TEXT EXCERPT:
'''
Friday, March 11, 2011

"Think Before You Speak"

I was going to wait until Monday - turn this blog into a "bloggy Monday" sort of thing - but a couple of things have been said to me tonight that have kind of spurred on a writing frenzy.

A lot of different names could be used to describe who I am and what I am.  Female.  Woman.  Blonde. Short. Stocky. Tiny. Muscular.  Tomboy.  Biology Major.  Daughter. Sister.  Best friend.  Adventurous.  Loud.  Crude.

There are a few more that I'm omitting that just seem to bother me nowadays:

Lesbian.  Dyke.   Carpetmuncher.  Butch.  Boi.

A few of those terms were used when I was a little bit younger and I even used to joke about them.

The thing is, I'm fed up with the undercurrent that runs in those words.  Not once have I ever felt any sort of security or love in the term "lesbian".  Even less (even hateful) with the word "dyke".  I can call myself a woman and be happy - even proud.  I can call myself "loud" and laugh about it.  I can even rock "tomboy".

"Lesbian" may indeed be what I am, but most of the time, some part of me cringes when I call myself that (or others for that matter).

It doesn't feel like a nice word anymore.

A word is an utterance, containing one or more syllables of sound, and is produced by a mixture of the vibration of the vocal cords and a specific position of the lips, cheeks, and tongue to form these sounds.

"Lesbian" is created by scooping the tongue in a near-clicking motion, a brief moment of your lips coming together in a movement similar to a pucker, and a brief pressure of the tongue on the roof of the mouth.  (In some parts of the country you may form the word in a different portion of your mouth, but for my southern American English, this is a close approximation).

How is it then, that a series of muscle movements and air, has so much impact?

I have ALWAYS believed firmly that words have no meaning without intent.  And the intent of the words describing people like me - possible biological hiccups - isn't all that great.

So where then, does this rambling discussion leave me?
'''
EXTRACTED ENTRIES:
'''
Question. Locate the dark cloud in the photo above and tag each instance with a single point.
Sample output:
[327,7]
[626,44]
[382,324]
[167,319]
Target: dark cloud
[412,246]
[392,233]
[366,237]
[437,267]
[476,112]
'''
EXERCISE REQUIREMENTS:
a: Please extract from the blog post the passage starting with "A word is an" and going on through "so much impact?".
b: Answer these questions from the blog post, one answer per line, marked as the questions are:
(i) What date heads the post?
(ii) Which term does the writer say they can "rock"?
(iii) For which variety of English does the writer call the description of forming "Lesbian" a close approximation?

EXPECTED OUTPUTS:
a:
A word is an utterance, containing one or more syllables of sound, and is produced by a mixture of the vibration of the vocal cords and a specific position of the lips, cheeks, and tongue to form these sounds.

"Lesbian" is created by scooping the tongue in a near-clicking motion, a brief moment of your lips coming together in a movement similar to a pucker, and a brief pressure of the tongue on the roof of the mouth.  (In some parts of the country you may form the word in a different portion of your mouth, but for my southern American English, this is a close approximation).

How is it then, that a series of muscle movements and air, has so much impact?

b:
(i) Friday, March 11, 2011
(ii) "Tomboy"
(iii) Southern American English